Remember that girl that Richie dumped at the final hurdle in Season 4? The one that everybody hoped was going to be the next Bachelorette? The one that Richie didn’t turn into a lesbian?
Well it turns out that Matty’s sister looks just like her.
You can’t convince this little black duck that it is pure coincidence that the most reputable publications in Australia (New Idea et al) have just this week reported on Alex Nation’s budding romance with her WAFL colleague AND suggested a re-blossoming of the nipped-in-the-rosebud romance with Australia’s darling, Nikki Gogan.
And then this week Matty J’s sister goes into the house?
Knock me over with a feather.
Those of you who watched Georgia squirm during the most excruciating of meet-the-family encounters in The Bachelorette will remember Kate’s desire for Matty to settle down in a little house across the street from her and breed a whole tribe of little cousins for her baby, George. She also seems to be the reason Matty joined the pony club and not the rugby club.

PROMPT 1:
Rewrite the stretch of the Bachelor post from "Well it turns" through "darling, Nikki Gogan.", changing "romance" to "fling".
PROMPT 2:
Based on the Bachelor post, answer yes or no to each statement below, quoting the words that settle it: (a) Kate wanted Matty to live across the street from her. (b) Matty joined the rugby club. (c) Richie dumped the girl in Season 5.

RAW RECORDS:
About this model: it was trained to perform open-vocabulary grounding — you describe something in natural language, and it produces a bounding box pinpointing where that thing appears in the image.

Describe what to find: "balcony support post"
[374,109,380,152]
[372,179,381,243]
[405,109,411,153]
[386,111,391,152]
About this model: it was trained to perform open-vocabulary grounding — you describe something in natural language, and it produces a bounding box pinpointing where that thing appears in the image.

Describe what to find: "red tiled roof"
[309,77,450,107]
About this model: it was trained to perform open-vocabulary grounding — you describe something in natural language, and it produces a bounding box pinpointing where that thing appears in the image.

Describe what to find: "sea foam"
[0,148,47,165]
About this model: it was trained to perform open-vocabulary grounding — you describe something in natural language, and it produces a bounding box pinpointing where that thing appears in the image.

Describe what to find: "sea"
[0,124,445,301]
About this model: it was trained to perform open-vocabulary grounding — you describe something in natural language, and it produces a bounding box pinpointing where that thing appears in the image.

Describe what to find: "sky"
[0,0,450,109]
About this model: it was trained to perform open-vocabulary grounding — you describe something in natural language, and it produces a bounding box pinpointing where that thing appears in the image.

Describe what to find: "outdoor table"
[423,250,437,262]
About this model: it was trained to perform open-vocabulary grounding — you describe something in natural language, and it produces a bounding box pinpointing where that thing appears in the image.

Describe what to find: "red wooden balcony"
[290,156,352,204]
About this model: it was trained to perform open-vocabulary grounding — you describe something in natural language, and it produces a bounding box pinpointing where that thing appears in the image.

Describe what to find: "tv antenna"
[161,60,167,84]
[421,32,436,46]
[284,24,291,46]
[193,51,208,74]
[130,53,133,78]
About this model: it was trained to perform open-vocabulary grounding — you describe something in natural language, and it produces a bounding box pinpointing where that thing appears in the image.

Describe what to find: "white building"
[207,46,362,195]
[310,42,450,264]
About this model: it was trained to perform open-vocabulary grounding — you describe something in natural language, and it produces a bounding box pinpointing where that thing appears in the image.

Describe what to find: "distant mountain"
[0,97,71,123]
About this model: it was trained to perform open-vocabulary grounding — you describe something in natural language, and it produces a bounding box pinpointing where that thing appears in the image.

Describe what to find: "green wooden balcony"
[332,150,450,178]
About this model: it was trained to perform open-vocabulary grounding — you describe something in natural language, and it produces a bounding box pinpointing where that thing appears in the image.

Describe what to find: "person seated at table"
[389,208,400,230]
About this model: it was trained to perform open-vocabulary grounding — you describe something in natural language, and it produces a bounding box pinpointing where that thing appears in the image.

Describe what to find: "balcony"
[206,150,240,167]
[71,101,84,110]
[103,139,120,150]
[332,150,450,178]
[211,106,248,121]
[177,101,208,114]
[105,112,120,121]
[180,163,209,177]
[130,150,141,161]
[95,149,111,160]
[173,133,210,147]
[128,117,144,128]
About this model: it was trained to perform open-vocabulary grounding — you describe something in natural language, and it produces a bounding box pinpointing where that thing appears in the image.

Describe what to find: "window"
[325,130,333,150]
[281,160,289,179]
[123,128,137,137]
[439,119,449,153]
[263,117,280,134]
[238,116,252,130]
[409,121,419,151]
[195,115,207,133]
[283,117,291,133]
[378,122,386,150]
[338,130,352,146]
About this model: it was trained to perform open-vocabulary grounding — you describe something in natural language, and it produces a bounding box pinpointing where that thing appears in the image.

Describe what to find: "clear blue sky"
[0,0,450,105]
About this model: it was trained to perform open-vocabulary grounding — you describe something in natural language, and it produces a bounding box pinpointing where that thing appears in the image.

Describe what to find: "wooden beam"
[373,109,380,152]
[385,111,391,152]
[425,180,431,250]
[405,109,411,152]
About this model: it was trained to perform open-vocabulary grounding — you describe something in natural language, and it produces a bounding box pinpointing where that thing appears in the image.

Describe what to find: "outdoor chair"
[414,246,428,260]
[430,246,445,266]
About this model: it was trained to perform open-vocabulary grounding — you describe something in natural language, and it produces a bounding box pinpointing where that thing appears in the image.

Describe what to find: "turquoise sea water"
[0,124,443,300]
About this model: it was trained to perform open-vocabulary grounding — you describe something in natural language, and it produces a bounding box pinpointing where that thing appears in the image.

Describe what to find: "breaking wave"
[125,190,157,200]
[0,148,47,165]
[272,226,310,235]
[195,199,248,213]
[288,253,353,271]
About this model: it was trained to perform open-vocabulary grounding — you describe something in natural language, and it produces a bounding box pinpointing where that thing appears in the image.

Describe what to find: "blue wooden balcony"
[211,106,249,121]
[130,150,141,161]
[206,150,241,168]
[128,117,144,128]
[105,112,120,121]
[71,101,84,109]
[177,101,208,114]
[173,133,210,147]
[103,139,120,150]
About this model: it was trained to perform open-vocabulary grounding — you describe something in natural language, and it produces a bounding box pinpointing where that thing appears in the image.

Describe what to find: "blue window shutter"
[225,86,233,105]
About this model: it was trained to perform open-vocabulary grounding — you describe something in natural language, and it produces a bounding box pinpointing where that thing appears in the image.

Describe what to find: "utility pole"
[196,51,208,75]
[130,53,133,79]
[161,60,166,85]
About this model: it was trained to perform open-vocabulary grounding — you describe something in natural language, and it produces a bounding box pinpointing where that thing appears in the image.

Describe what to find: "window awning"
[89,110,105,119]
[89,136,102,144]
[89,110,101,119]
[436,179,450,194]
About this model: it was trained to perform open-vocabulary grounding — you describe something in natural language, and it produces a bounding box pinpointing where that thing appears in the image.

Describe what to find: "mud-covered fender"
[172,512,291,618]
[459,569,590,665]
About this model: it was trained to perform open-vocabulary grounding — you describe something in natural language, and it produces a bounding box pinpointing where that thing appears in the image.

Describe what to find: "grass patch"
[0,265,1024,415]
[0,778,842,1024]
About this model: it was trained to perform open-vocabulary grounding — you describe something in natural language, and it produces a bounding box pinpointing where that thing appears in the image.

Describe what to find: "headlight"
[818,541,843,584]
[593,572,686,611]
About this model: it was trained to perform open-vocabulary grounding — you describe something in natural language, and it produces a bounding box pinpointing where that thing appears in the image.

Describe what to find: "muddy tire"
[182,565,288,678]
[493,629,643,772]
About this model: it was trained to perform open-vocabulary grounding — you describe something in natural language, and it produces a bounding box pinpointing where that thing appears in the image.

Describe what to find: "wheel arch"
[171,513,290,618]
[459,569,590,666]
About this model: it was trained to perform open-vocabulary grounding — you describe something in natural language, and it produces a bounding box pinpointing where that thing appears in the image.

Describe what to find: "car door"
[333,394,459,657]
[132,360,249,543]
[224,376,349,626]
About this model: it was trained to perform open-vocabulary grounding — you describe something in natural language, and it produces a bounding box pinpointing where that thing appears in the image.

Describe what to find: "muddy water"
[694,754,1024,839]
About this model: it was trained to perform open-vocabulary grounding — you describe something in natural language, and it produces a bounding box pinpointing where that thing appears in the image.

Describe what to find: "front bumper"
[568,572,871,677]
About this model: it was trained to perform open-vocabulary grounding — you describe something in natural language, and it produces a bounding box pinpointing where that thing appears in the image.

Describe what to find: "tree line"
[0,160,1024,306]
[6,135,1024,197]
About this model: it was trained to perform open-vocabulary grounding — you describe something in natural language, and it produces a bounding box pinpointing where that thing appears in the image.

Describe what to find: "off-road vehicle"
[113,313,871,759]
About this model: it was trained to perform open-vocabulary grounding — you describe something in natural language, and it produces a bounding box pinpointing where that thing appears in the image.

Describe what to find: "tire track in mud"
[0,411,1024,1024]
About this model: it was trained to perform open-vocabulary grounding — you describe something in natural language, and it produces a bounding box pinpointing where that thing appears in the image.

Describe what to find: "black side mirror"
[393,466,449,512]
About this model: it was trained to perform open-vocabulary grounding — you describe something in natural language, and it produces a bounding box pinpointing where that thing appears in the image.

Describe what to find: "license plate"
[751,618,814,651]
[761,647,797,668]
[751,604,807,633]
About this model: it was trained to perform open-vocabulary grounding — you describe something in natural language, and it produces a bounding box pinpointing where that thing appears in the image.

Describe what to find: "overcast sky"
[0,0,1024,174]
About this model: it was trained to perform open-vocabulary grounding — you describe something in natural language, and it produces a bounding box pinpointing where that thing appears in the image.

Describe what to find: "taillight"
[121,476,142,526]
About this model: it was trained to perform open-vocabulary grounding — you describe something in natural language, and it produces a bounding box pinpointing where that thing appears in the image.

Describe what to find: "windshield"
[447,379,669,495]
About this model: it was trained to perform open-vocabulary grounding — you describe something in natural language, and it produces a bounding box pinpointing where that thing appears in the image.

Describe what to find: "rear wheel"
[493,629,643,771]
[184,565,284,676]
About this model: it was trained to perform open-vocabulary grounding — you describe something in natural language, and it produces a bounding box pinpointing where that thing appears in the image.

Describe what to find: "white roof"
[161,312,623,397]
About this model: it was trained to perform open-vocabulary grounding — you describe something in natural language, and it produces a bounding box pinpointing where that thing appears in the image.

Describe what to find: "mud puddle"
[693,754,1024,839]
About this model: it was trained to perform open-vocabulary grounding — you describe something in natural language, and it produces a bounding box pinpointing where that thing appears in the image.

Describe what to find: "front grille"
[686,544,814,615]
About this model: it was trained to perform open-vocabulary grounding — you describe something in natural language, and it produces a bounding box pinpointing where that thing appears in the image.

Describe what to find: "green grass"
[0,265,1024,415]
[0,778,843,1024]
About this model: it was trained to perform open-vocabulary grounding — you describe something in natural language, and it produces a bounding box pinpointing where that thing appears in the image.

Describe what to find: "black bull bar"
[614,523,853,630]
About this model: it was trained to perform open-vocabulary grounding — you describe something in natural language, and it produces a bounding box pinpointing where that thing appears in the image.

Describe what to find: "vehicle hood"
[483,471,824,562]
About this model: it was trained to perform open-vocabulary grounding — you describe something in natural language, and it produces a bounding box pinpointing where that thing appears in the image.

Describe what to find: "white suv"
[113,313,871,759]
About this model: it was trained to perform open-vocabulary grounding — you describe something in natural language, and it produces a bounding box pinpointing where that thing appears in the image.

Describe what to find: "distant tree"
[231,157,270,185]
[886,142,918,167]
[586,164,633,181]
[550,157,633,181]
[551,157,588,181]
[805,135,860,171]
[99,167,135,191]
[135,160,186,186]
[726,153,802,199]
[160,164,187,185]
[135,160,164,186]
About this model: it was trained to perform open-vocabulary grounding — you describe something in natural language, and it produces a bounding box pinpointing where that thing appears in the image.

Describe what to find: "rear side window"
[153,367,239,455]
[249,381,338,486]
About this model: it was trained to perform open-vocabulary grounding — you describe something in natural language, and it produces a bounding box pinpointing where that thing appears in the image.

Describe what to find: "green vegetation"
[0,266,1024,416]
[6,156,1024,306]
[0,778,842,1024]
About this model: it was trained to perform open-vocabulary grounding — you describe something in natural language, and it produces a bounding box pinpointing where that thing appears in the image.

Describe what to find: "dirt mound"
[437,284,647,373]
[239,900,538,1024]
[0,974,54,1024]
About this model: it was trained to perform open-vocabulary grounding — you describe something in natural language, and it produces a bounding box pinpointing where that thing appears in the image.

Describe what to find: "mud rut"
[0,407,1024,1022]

TASK OUTPUT 1:
Well it turns out that Matty’s sister looks just like her.
You can’t convince this little black duck that it is pure coincidence that the most reputable publications in Australia (New Idea et al) have just this week reported on Alex Nation’s budding fling with her WAFL colleague AND suggested a re-blossoming of the nipped-in-the-rosebud fling with Australia’s darling, Nikki Gogan.

TASK OUTPUT 2:
(a) Yes: "settle down in a little house across the street from her"
(b) No: "Matty joined the pony club and not the rugby club"
(c) No: "dumped at the final hurdle in Season 4"